Document text Block Start

Stupid is as stupid does
Breaking the status quo, particularly in relation to health services, today brought together Nick Xenophon and former Labor MP, now independent, Frances Bedford.
In an unusual press conference outside Modbury Hospital to call for the restoration of a high dependency unit at the hospital, Xenophon and Bedford gave an insight into just how complicated the next parliament could be, should SA Best and independents hold the balance of power.
Xenophon isn’t standing a candidate against Bedford in Florey. He wants her to win, he declared again today.
Labor has long presumed they will be able to count on Bedford’s support in the next Parliament, but she came out with fighting words today.
When asked about the chances of her backing Labor, she replied: “Labor can’t rely on me to support them with anything that’s stupid.”
The stupidity in question is what Bedford says is a failure by the Government to listen to local people and local doctors about what’s happening at Modbury.

Document text Block End
Given entries Block Start

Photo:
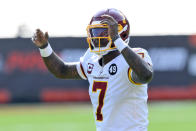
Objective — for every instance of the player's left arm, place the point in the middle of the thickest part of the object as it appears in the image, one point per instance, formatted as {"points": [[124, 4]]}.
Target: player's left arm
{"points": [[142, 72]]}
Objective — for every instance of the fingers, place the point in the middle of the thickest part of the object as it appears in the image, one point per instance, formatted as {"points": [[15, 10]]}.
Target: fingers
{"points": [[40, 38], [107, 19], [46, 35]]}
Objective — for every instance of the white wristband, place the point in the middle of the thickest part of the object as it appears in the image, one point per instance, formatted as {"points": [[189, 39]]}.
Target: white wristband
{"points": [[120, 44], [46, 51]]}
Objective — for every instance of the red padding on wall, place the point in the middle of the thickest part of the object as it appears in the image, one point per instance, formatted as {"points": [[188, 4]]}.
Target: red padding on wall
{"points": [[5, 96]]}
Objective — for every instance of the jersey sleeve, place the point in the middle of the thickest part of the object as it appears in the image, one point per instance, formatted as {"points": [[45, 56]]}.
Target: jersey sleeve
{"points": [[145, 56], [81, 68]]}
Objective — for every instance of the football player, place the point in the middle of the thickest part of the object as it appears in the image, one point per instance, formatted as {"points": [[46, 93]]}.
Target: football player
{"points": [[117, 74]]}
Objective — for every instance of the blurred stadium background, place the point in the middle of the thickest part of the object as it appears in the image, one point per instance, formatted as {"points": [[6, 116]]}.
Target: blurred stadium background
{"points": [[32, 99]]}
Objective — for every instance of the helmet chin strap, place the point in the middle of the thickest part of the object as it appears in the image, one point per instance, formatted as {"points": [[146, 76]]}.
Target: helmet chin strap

Given entries Block End
Given entries Block Start

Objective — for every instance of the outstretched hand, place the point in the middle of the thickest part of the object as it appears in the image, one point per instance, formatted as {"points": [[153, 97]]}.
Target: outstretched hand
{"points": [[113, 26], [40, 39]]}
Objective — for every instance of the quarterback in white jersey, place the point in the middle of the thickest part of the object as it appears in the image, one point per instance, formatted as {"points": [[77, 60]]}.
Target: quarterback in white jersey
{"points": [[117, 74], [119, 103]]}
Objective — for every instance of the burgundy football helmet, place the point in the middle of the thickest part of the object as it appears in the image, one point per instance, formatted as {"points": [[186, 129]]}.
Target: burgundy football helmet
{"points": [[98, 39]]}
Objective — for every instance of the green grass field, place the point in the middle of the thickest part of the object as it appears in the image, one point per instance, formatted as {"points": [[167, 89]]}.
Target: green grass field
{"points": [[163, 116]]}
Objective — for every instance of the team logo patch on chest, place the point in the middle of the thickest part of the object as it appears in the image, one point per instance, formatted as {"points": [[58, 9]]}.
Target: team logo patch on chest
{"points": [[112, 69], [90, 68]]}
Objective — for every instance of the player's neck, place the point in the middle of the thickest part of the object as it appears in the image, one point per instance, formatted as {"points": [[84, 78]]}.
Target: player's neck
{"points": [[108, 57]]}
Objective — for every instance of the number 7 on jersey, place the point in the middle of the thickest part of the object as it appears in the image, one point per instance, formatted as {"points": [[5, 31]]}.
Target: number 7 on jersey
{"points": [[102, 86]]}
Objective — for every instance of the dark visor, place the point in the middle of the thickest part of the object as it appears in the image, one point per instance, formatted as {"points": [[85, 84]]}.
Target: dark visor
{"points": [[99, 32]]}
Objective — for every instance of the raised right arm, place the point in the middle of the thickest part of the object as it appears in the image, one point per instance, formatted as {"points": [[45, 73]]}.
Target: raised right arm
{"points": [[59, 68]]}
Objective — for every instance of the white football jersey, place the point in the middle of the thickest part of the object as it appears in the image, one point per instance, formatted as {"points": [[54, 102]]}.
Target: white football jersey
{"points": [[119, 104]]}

Given entries Block End
Given entries Block Start

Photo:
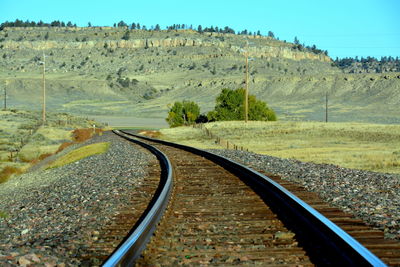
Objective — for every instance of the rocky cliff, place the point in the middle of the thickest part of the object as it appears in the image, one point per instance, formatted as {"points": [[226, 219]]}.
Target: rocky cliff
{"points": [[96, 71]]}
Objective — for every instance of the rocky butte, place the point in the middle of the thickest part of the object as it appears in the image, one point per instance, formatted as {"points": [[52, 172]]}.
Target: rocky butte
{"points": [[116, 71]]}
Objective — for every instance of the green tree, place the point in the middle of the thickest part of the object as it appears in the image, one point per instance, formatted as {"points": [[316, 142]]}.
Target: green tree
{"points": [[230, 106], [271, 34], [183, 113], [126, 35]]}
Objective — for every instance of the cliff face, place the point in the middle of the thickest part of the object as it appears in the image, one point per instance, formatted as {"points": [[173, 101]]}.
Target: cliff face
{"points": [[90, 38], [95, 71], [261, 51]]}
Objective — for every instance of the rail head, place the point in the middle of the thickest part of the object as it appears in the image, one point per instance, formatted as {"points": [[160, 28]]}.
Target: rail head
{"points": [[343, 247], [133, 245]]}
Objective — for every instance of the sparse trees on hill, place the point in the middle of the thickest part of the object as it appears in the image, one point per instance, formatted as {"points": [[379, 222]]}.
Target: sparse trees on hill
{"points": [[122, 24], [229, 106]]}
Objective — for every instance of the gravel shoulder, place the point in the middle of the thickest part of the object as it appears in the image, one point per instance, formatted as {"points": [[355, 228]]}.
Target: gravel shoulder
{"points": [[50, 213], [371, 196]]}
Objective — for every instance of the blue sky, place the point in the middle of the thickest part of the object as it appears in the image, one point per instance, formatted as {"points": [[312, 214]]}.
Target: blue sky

Given entries Block End

● **Assigned task**: In the text about Modbury Hospital, what did Xenophon and Bedford call for at their press conference?

● **Task answer**: The restoration of a high dependency unit at the hospital.